═════ Documentfragment
Erasmus Universiteit Rotterdam
12 juni 2002
Bijwerkingen ondergeschikt aan effect HIV-geneesmiddel
Niersteenvorming en lipodystrofie zijn veelvoorkomende bijwerkingen
van HIV-proteaseremmers maar het therapeutisch belang van deze nieuwe
geneesmiddelen tegen AIDS weegt daar ruimschoots tegenop. Dit
concludeert mw. J.P. Dieleman in haar proefschrift
'Veiligheidsaspecten van HIV-proteaseremmers'. Zij promoveert 12 juni
2002 aan de Erasmus Universiteit Rotterdam.
In juli 1996 kwamen nieuwe geneesmiddelen (HIV proteaseremmers) op de
markt voor de behandeling van HIV-infectie en AIDS. Uit vooronderzoek
bleek dat deze HIV-proteaseremmers zeer effectief zijn. Dit leidde
ertoe dat ze wereldwijd versneld op de markt werden gebracht, op een
tijdstip dat nog niet alle bijwerkingen bekend waren. Daarom werd door
de Inspectie voor de Gezondheidszorg en het Nationale Aids en Therapie
Evaluatie Centrum (NATEC) een onderzoek verricht naar de veiligheid
van HIV-proteaseremmers.
Nierstenen en lipodystrofie behoren tot de frequent voorkomende
bijwerkingen van HIV-proteasaeremmers. In verband met mogelijke
niersteenvorming worden patiënten geadviseerd veel water te drinken.
══════════
═════ Aangeleverd materiaal
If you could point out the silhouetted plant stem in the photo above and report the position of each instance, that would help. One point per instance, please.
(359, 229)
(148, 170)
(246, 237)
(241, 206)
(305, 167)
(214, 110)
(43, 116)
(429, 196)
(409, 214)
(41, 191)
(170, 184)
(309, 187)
══════════
# Jouw opdracht
Beantwoord op basis van het documentfragment over HIV-proteaseremmers de volgende vragen:
(a) Op welke datum promoveert mw. J.P. Dieleman aan de Erasmus Universiteit Rotterdam?
(b) In welke maand en welk jaar kwamen de HIV-proteaseremmers op de markt?
(c) Welk advies krijgen patiënten in verband met mogelijke niersteenvorming?

# Antwoord
(a) Op 12 juni 2002.
(b) In juli 1996.
(c) Ze krijgen het advies veel water te drinken.